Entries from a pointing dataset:
◇ ◇ ◇ ◇

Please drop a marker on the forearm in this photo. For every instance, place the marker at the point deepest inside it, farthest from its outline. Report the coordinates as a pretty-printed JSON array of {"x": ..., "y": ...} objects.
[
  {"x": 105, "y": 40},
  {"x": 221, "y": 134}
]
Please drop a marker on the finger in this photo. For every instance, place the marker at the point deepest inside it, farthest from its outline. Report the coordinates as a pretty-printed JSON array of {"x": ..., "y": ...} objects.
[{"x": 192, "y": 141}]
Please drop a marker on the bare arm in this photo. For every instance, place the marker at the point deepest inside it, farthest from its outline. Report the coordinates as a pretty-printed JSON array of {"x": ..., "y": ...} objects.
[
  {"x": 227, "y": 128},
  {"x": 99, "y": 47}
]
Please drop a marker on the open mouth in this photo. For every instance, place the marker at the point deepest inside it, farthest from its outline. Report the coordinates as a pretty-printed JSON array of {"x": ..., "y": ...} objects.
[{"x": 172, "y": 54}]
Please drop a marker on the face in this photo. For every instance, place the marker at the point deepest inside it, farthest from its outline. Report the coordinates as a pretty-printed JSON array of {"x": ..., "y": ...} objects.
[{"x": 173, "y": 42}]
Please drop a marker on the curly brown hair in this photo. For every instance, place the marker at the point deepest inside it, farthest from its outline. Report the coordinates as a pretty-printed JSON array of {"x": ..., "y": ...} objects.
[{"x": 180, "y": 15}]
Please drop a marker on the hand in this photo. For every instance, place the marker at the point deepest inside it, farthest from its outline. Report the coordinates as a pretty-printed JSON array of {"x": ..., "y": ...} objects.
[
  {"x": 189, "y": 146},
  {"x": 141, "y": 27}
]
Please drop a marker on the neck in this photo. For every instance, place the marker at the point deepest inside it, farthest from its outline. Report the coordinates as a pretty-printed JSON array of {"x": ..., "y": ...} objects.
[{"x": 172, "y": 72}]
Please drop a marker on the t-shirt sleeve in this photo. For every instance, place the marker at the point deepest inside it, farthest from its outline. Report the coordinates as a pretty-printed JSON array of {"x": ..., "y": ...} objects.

◇ ◇ ◇ ◇

• _What is being asked_
Can you quote every line of the material above, word for word?

• _Full output_
Please drop a marker on the forearm in this photo. For every instance, place the marker at the point deepest inside it, farthest from its outline. Report the coordinates as a pretty-printed JSON array of {"x": ..., "y": ...} objects.
[
  {"x": 105, "y": 40},
  {"x": 221, "y": 134}
]
Please drop a marker on the finger in this photo. For every instance, place the marker at the point deepest inside it, farthest from its outline. Report the coordinates as a pretty-printed JSON array of {"x": ..., "y": ...} objects.
[{"x": 192, "y": 141}]
Please drop a marker on the bare arm in this photo. For every instance, place the marker at the point deepest inside it, farthest from its outline. Report the coordinates as a pretty-printed JSON array of {"x": ..., "y": ...} objects.
[
  {"x": 227, "y": 128},
  {"x": 99, "y": 47}
]
Please drop a marker on the open mouth in this photo. For every instance, place the marker at the point deepest inside it, farthest from its outline. Report the coordinates as a pretty-printed JSON array of {"x": ..., "y": ...} objects.
[{"x": 172, "y": 54}]
Please drop a marker on the face in this photo. For every instance, place the marker at the point deepest inside it, farthest from its outline. Report the coordinates as a pretty-printed JSON array of {"x": ..., "y": ...} objects.
[{"x": 173, "y": 42}]
Please drop a marker on the curly brown hair in this photo. For every instance, place the marker at the point deepest inside it, farthest from its outline. Report the coordinates as a pretty-printed JSON array of {"x": ..., "y": ...} objects.
[{"x": 180, "y": 15}]
Please drop a marker on the hand in this photo. For every instance, place the marker at the point deepest inside it, farthest from its outline. Report the coordinates as a pretty-printed JSON array of {"x": ..., "y": ...} objects.
[
  {"x": 189, "y": 146},
  {"x": 141, "y": 27}
]
Please drop a marker on the neck in this photo. For every instance, place the marker at the point deepest inside it, farthest from its outline. Report the coordinates as a pretty-printed JSON array of {"x": ..., "y": ...} objects.
[{"x": 172, "y": 72}]
Please drop a marker on the t-shirt sleeve in this photo. For every instance, place the marker at the point deepest inside it, farthest from its outline. Report the coordinates as a pretty-printed JSON array of {"x": ..., "y": ...} objects.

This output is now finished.